___ STORED DATA

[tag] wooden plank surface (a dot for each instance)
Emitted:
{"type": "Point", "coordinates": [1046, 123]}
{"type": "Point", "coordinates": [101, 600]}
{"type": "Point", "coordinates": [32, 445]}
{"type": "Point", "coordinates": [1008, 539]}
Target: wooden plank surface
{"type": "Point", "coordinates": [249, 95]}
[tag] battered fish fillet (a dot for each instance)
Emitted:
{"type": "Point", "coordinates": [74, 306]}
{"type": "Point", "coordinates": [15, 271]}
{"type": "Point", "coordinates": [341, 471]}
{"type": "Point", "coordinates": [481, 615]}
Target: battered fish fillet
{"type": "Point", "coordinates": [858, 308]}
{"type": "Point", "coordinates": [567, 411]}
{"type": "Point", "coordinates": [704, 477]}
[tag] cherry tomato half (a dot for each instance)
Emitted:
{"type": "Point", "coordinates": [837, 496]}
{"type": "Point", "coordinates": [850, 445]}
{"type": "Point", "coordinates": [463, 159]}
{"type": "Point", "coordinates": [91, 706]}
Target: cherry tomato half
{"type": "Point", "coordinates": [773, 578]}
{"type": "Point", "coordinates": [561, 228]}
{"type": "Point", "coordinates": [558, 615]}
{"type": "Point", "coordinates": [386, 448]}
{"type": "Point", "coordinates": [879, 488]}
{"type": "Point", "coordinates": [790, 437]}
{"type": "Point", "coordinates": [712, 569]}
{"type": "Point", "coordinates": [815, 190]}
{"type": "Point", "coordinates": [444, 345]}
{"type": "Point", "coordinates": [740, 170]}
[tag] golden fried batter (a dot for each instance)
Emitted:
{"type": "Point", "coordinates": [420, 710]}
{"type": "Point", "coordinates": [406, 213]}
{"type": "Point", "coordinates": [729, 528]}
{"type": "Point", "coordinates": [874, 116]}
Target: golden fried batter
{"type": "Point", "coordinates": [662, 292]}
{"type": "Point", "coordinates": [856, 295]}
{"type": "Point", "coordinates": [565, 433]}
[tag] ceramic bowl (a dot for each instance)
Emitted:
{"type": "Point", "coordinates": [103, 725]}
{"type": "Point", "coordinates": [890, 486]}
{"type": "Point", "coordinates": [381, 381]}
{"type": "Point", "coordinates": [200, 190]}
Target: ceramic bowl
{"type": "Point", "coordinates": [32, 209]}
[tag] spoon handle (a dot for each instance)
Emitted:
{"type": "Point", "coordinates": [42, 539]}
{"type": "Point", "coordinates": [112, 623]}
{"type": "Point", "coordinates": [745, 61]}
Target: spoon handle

______

#### [GIVEN PROBLEM]
Can you render the stretch of data from the line containing "[tag] ceramic bowl (a dot for each instance)" through the end of the data as a JSON list of strings, with one string per line and blank lines left out?

#### [SOLUTION TO THIS EXERCISE]
[
  "[tag] ceramic bowl (a dot for each instance)",
  "Emitted:",
  "{\"type\": \"Point\", \"coordinates\": [103, 725]}",
  "{\"type\": \"Point\", \"coordinates\": [890, 486]}",
  "{\"type\": \"Point\", \"coordinates\": [381, 381]}",
  "{\"type\": \"Point\", \"coordinates\": [200, 190]}",
  "Target: ceramic bowl",
  "{\"type\": \"Point\", \"coordinates\": [32, 209]}",
  "[tag] spoon handle (a dot for each instance)",
  "Emitted:",
  "{\"type\": \"Point\", \"coordinates\": [42, 539]}",
  "{\"type\": \"Point\", \"coordinates\": [112, 623]}",
  "{\"type\": \"Point\", \"coordinates\": [745, 61]}",
  "Target: spoon handle"
]